**ПРЕДОСТАВЛЕННЫЙ ФРАГМЕНТ:**
11 Обратимся непосредственно к тексту романа «Письма Ернеста и Доравры». Больше всего перифраз встречается в главах, посвященных любовной тематике. Там, где герои рассуждают об обществе и его проблемах, о вопросах нравственных и философских, этот прием используется гораздо реже.
12 Наибольшая концентрация перифраз наблюдается в пятом письме Ернеста к Доравре, одном из немногих мест романа, который предлагается для знакомства студентам (произведение, в соответствии с хрестоматией В. А. Западова, изучается в вузах на примере нескольких писем [Русская литература… 1979: 333–346]). Писатель пользуется не столько перифразой, сколько перифразированием. Главный объект перифразирования – сама Доравра, ее имя, которое находит многочисленные соответствия в разного рода описательных выражениях: «сию всеми добродетелями наполненную особу» [Эмин 1766: 18], «святилище добродетели, храм вежливости, любезная Доравра» [Там же: 19]; «прекрасная Доравра, естество пречистое»; «обладательница моей природы», «беспримерная красота, пример вежливости и добродетели», «небесная красота» [Там же: 20]; душа души («с душею души моей разлука» [Там же: 21]).

**ЗАДАНИЯ:**
1: Переведите, пожалуйста, на английский язык предложение из фрагмента о перифразах: «Писатель пользуется не столько перифразой, сколько перифразированием».
2: Напишите продолжение фрагмента о перифразах в романе «Письма Ернеста и Доравры», начав сразу после его последнего предложения.

**ИСХОДНЫЕ ДАННЫЕ:**

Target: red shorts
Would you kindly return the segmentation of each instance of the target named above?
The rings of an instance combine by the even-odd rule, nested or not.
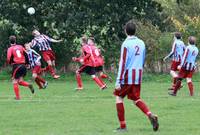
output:
[[[32,74],[40,74],[41,73],[41,67],[40,66],[35,66],[33,69],[32,69]]]
[[[172,61],[171,63],[171,70],[172,71],[178,71],[178,65],[180,65],[181,62],[178,62],[178,61]]]
[[[53,61],[56,59],[55,57],[55,53],[52,50],[48,50],[48,51],[42,51],[42,56],[43,59],[47,62],[47,61]]]
[[[180,72],[178,73],[179,78],[192,78],[194,71],[188,71],[185,69],[181,69]]]
[[[127,95],[128,99],[135,101],[140,99],[140,88],[140,84],[124,84],[121,85],[121,90],[115,90],[113,94],[121,98],[124,98]]]

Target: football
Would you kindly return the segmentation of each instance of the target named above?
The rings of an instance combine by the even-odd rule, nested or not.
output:
[[[29,7],[27,11],[28,11],[28,14],[30,15],[35,14],[35,9],[33,7]]]

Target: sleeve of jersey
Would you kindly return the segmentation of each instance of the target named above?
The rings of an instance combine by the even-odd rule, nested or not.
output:
[[[127,59],[127,48],[122,45],[118,75],[117,75],[117,80],[115,84],[116,86],[119,86],[121,84],[121,81],[125,72],[126,59]]]
[[[31,41],[31,47],[32,47],[32,48],[35,47],[36,44],[37,44],[37,43],[36,43],[36,40],[33,39],[33,40]]]
[[[42,35],[46,40],[48,40],[48,41],[50,41],[51,42],[51,40],[52,40],[52,38],[50,38],[49,36],[47,36],[47,35]]]
[[[8,51],[7,51],[7,63],[9,63],[9,64],[10,64],[10,58],[11,58],[11,56],[12,56],[12,51],[9,48]]]
[[[172,50],[171,50],[171,52],[168,55],[169,57],[171,57],[174,54],[175,48],[176,48],[176,43],[174,42],[173,45],[172,45]]]
[[[186,58],[187,58],[187,56],[188,56],[188,53],[189,53],[189,49],[188,48],[186,48],[186,50],[185,50],[185,52],[184,52],[184,54],[183,54],[183,59],[182,59],[182,61],[181,61],[181,67],[184,65],[184,63],[185,63],[185,61],[186,61]]]
[[[144,52],[143,52],[143,67],[144,67],[144,64],[145,64],[145,57],[146,57],[146,49],[144,49]]]
[[[37,60],[36,60],[36,61],[39,62],[40,59],[41,59],[42,57],[41,57],[40,54],[37,53],[35,50],[32,49],[32,51],[33,51],[33,53],[34,53],[35,55],[37,55]]]

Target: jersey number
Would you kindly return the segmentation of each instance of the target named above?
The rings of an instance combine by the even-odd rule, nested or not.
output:
[[[18,57],[18,58],[21,58],[21,57],[22,57],[22,54],[21,54],[20,50],[16,50],[16,54],[17,54],[17,57]]]
[[[138,46],[135,46],[135,50],[136,50],[135,56],[140,55],[140,53],[139,53],[140,48]]]

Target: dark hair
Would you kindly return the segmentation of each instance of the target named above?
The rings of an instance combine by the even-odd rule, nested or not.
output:
[[[195,44],[196,44],[196,38],[195,38],[194,36],[190,36],[190,37],[188,38],[188,42],[189,42],[189,44],[191,44],[191,45],[195,45]]]
[[[177,38],[177,39],[181,39],[181,33],[180,32],[175,32],[174,33],[174,36]]]
[[[126,34],[129,36],[135,35],[136,32],[136,24],[132,21],[129,21],[125,25]]]
[[[12,35],[9,37],[10,43],[15,44],[16,43],[16,36]]]
[[[81,40],[82,40],[83,43],[86,43],[86,42],[87,42],[87,37],[86,37],[85,35],[83,35],[83,36],[81,37]]]

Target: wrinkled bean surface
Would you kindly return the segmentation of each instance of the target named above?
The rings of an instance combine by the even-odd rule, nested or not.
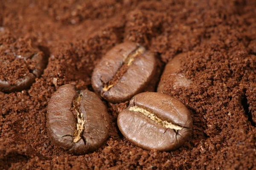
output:
[[[143,91],[156,67],[153,54],[137,43],[124,42],[108,51],[96,67],[93,87],[109,102],[124,102]]]
[[[108,138],[107,108],[93,92],[78,92],[73,85],[64,85],[52,95],[47,110],[47,126],[52,140],[70,153],[92,152]]]
[[[192,126],[190,111],[181,102],[154,92],[135,96],[119,114],[117,123],[124,136],[135,145],[159,151],[182,145]]]

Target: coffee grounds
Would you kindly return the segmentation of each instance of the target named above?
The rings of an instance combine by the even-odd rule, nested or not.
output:
[[[256,167],[255,0],[4,0],[2,8],[0,38],[14,41],[5,44],[21,40],[20,48],[26,48],[30,40],[49,60],[29,89],[0,92],[0,169]],[[47,102],[64,84],[92,91],[95,65],[127,40],[155,53],[163,63],[187,53],[181,71],[192,83],[175,89],[165,80],[164,93],[192,110],[192,136],[174,151],[143,150],[124,138],[116,125],[128,102],[104,101],[111,122],[106,143],[93,153],[67,154],[48,135]],[[28,71],[22,64],[12,62],[15,78]]]

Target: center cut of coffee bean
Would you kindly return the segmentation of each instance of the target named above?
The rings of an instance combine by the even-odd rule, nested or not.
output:
[[[173,125],[172,123],[169,122],[166,120],[163,120],[159,117],[157,117],[154,114],[149,112],[147,110],[143,109],[142,108],[140,108],[137,106],[131,107],[129,108],[129,110],[130,111],[134,111],[135,112],[140,112],[144,115],[148,117],[150,119],[153,121],[154,121],[156,123],[162,125],[166,128],[169,129],[173,129],[175,131],[177,131],[178,130],[181,130],[183,128],[183,127],[177,126],[177,125]]]
[[[108,91],[111,88],[116,85],[127,71],[130,66],[132,64],[135,58],[140,56],[145,51],[145,48],[141,46],[138,46],[135,50],[129,54],[113,79],[104,85],[104,88],[102,89],[103,92]]]
[[[84,129],[84,123],[85,121],[83,118],[83,113],[81,112],[80,109],[80,106],[81,100],[82,99],[82,94],[80,94],[73,101],[73,108],[76,113],[76,129],[74,134],[74,142],[77,142],[81,139],[83,132]]]

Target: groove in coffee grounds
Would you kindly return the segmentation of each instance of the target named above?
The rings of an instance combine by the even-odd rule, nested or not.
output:
[[[76,114],[76,129],[74,134],[74,142],[78,142],[81,138],[84,129],[85,121],[83,118],[83,113],[81,112],[80,106],[82,96],[81,94],[78,94],[78,96],[73,101],[72,108]]]
[[[174,130],[176,132],[177,130],[182,130],[183,128],[177,125],[173,125],[166,120],[163,120],[157,117],[154,114],[152,113],[143,108],[140,108],[137,106],[131,107],[129,108],[130,111],[140,112],[144,115],[148,117],[150,119],[158,124],[162,125],[166,128]]]
[[[145,49],[141,46],[138,46],[136,49],[131,52],[125,58],[123,64],[113,79],[104,85],[102,89],[103,92],[107,91],[112,87],[116,85],[125,73],[127,71],[129,67],[132,64],[135,58],[142,54],[145,51]]]
[[[253,126],[256,127],[256,123],[253,120],[252,112],[249,109],[250,105],[248,103],[248,99],[247,99],[247,97],[245,94],[245,91],[244,91],[244,94],[242,96],[241,101],[243,108],[244,108],[245,114],[248,116],[248,120],[251,122]]]

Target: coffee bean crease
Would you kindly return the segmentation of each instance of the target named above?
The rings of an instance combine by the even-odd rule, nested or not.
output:
[[[144,115],[148,116],[151,120],[154,121],[157,123],[162,125],[166,128],[173,129],[176,132],[178,130],[181,130],[183,128],[183,127],[173,125],[172,123],[168,122],[166,120],[163,120],[155,115],[154,113],[151,113],[146,110],[142,108],[140,108],[137,106],[130,108],[129,110],[130,111],[140,112]]]

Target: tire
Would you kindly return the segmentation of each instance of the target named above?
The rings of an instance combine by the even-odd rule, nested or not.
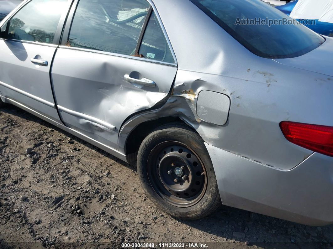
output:
[[[221,204],[203,142],[182,124],[163,126],[149,134],[139,149],[137,168],[148,198],[174,217],[200,219]]]

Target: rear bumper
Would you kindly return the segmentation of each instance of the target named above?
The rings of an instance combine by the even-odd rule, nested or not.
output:
[[[309,225],[333,223],[333,158],[314,153],[284,171],[205,144],[224,205]]]

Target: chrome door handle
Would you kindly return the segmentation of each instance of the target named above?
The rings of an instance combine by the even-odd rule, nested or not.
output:
[[[146,79],[146,78],[143,78],[141,79],[135,79],[134,78],[130,77],[129,74],[125,74],[124,76],[124,78],[125,79],[125,80],[131,83],[137,84],[138,85],[141,85],[145,86],[155,87],[156,85],[153,80]]]
[[[39,60],[34,58],[32,58],[30,61],[33,63],[38,64],[43,66],[47,66],[48,64],[47,61],[44,60]]]

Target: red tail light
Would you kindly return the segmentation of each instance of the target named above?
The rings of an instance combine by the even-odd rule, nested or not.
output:
[[[289,142],[333,157],[333,127],[283,121],[280,127]]]

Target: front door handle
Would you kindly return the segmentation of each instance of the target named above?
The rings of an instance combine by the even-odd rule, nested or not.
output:
[[[143,78],[141,79],[135,79],[131,77],[129,74],[125,74],[124,76],[124,78],[126,81],[134,84],[137,84],[138,85],[144,86],[149,86],[150,87],[155,87],[156,84],[153,80],[146,79],[146,78]]]
[[[30,61],[33,63],[41,65],[42,66],[47,66],[48,64],[47,61],[42,59],[36,59],[35,58],[32,58]]]

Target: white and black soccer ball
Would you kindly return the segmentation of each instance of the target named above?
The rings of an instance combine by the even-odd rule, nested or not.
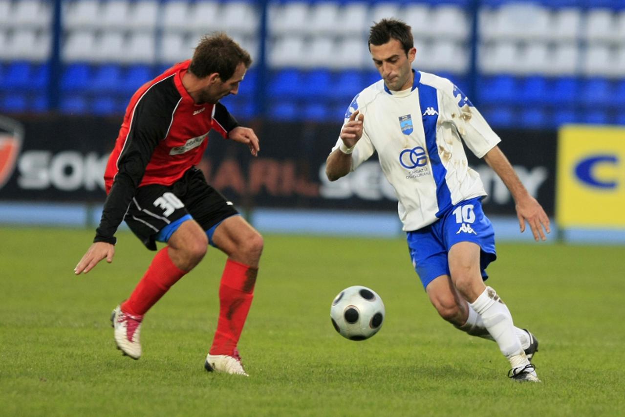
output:
[[[339,293],[330,307],[336,331],[350,340],[368,339],[382,328],[386,312],[380,296],[367,287],[356,285]]]

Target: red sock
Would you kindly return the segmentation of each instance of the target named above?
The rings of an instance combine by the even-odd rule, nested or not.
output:
[[[174,264],[169,258],[168,248],[169,246],[166,246],[159,251],[130,298],[121,304],[124,313],[136,316],[144,314],[172,285],[187,273]]]
[[[219,320],[211,354],[232,356],[254,298],[258,268],[228,259],[219,284]]]

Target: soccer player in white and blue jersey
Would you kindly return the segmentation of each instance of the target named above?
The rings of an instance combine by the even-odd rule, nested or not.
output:
[[[528,222],[534,239],[545,240],[549,218],[466,96],[448,79],[412,69],[410,26],[381,20],[371,27],[369,48],[382,79],[350,105],[328,158],[328,178],[347,175],[377,151],[399,199],[412,264],[439,314],[469,334],[494,340],[510,361],[509,376],[539,381],[530,362],[538,341],[514,326],[508,307],[484,283],[496,258],[494,233],[482,210],[486,191],[462,142],[510,190],[521,232]]]

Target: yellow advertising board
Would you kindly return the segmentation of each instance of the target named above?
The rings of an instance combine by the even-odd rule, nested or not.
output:
[[[557,163],[559,227],[625,229],[625,128],[563,126]]]

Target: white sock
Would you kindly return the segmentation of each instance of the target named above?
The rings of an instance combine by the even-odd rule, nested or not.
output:
[[[504,305],[505,306],[505,304]],[[482,320],[482,318],[475,312],[475,310],[473,309],[470,304],[468,305],[468,308],[469,318],[467,318],[466,323],[462,326],[456,326],[456,328],[471,336],[494,341],[494,339],[488,333],[488,330],[484,325],[484,321]],[[529,348],[530,340],[528,332],[522,329],[514,327],[514,333],[516,334],[516,337],[519,338],[519,341],[521,342],[521,348],[524,350]]]
[[[469,303],[469,305],[481,318],[484,326],[497,342],[499,350],[504,356],[510,359],[513,356],[522,355],[524,358],[525,354],[514,331],[510,311],[494,289],[486,287],[478,299],[473,303]],[[516,358],[515,359],[515,362],[518,362]]]

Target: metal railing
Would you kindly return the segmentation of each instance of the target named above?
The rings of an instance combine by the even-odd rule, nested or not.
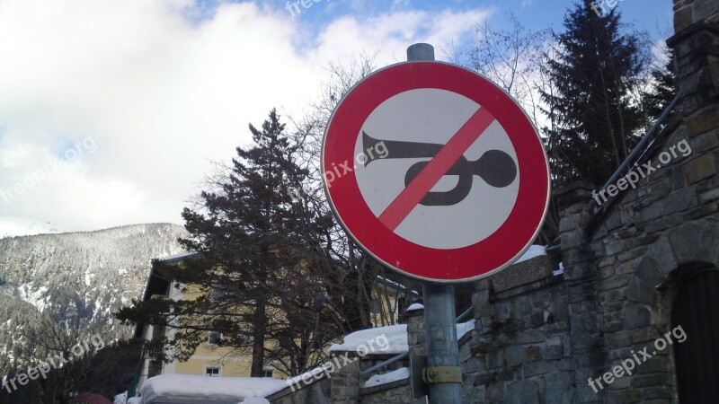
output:
[[[474,308],[475,308],[475,306],[470,304],[469,307],[467,307],[464,312],[462,312],[461,314],[457,316],[457,318],[455,319],[455,322],[458,323],[462,319],[464,319],[465,317],[468,316],[472,312],[472,310]],[[401,360],[406,358],[409,356],[410,356],[410,351],[408,349],[406,352],[403,352],[402,354],[398,354],[398,355],[396,355],[395,356],[392,356],[391,358],[386,360],[385,362],[382,362],[381,364],[375,364],[374,366],[371,366],[371,367],[368,367],[368,368],[363,370],[362,372],[360,373],[360,376],[366,376],[366,375],[368,375],[369,373],[375,373],[375,372],[377,372],[377,371],[378,371],[380,369],[383,369],[383,368],[385,368],[385,367],[386,367],[386,366],[388,366],[388,365],[390,365],[390,364],[394,364],[395,362],[401,361]]]

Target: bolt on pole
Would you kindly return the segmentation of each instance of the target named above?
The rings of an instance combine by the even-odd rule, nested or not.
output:
[[[434,60],[434,48],[430,44],[416,43],[407,48],[408,62]],[[423,377],[430,386],[430,403],[461,404],[462,367],[457,341],[454,286],[424,282],[422,289],[427,333],[427,367]]]

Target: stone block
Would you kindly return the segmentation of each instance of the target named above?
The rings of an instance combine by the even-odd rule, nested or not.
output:
[[[573,388],[572,385],[572,373],[560,372],[544,376],[546,400],[547,403],[572,402]]]
[[[522,364],[522,362],[524,361],[524,347],[510,347],[506,349],[505,355],[508,366],[519,366]]]
[[[635,329],[649,326],[651,313],[646,307],[636,304],[627,303],[624,312],[624,329]]]
[[[554,364],[545,361],[525,362],[522,364],[522,373],[524,373],[524,377],[546,374],[554,370],[555,370]]]
[[[706,108],[688,119],[687,135],[694,137],[719,127],[719,107]]]
[[[691,185],[716,173],[714,154],[706,154],[681,166],[684,180]]]
[[[492,384],[486,388],[484,398],[489,402],[504,401],[504,383]]]
[[[531,380],[518,380],[507,386],[508,404],[540,402],[539,387]]]
[[[542,350],[537,346],[528,347],[524,349],[524,362],[538,361],[542,358]]]
[[[697,189],[696,187],[687,187],[672,192],[661,201],[661,205],[664,215],[684,212],[697,207],[698,206]]]
[[[660,237],[649,247],[647,255],[653,258],[663,277],[666,277],[670,271],[677,268],[677,258],[674,256],[671,244],[670,244],[669,239],[665,235]]]
[[[542,358],[547,361],[561,359],[564,356],[564,347],[561,345],[545,347],[542,348]]]

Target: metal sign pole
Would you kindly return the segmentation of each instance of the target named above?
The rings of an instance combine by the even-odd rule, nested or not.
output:
[[[434,48],[426,43],[412,45],[407,48],[407,61],[434,61]],[[422,289],[427,333],[423,378],[430,386],[430,403],[461,404],[462,367],[455,324],[454,286],[425,282]]]

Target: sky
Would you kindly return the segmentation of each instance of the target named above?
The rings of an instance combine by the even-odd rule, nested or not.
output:
[[[475,27],[514,13],[562,29],[559,0],[0,0],[0,220],[66,231],[168,222],[202,189],[211,162],[248,145],[272,108],[301,119],[327,66],[416,42],[438,60]],[[605,7],[608,5],[605,4]],[[619,0],[653,42],[670,0]]]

**ОЖИДАЕМЫЕ ОТВЕТЫ:**
1: The writer uses not so much periphrasis as periphrasing.

2:
13 Перифраза как бы вырастает из восторженного эпитета: любезная Доравра, прекрасная Доравра. «Ядерные» части перифраз нередко прямо соотносятся с эпитетами такого рода: небесная красота, беспримерная красота, а «ключевые» части перифраз содержат их дальнейшее развитие и усиление: небесная, беспримерная. Имя Доравры, к которому обращены эпитеты и которое заменяют последующие перифразы, и сам процесс перифразирования становятся той стилевой «воронкой», которая концентрирует содержание письма и в значительной степени произведения в целом.
14 Имя героини и его перифразы становятся конструктивной основой синтаксического периода: «Смертию я бы загладил мою дерзость, если бы любил другую, а не Доравру. Но кто полюбит сию всеми святыми добродетелями особу, того сердце подлым сделаться никогда не может; ибо слабому то свойственно духу, чтоб отчаянием прекращать свое мучение; но сердце, отважившееся обожать Доравру, должно иметь в себе больше крепости и постоянства» [Эмин 1766: 18–19].
15 Близка к перифразе стертая метафора, которая характеризует единственное на тот момент полученное Ернестом письмо Доравры, которое «будет… книгою всех уставов. В оной будет написана… судьба. В оной начертано прошедшее, настоящее и будущее… злополучие, и с нею… войду во врата вечности» [Эмин 1766: 19]. Схематически осуществленный автором образ можно считать цепочкой следующих приемов: метонимия (Доравра – ее письмо) – метафора-перифраза (письмо – книга всех уставов) – анафора-перифраза («В оной… В оной… с нею…»).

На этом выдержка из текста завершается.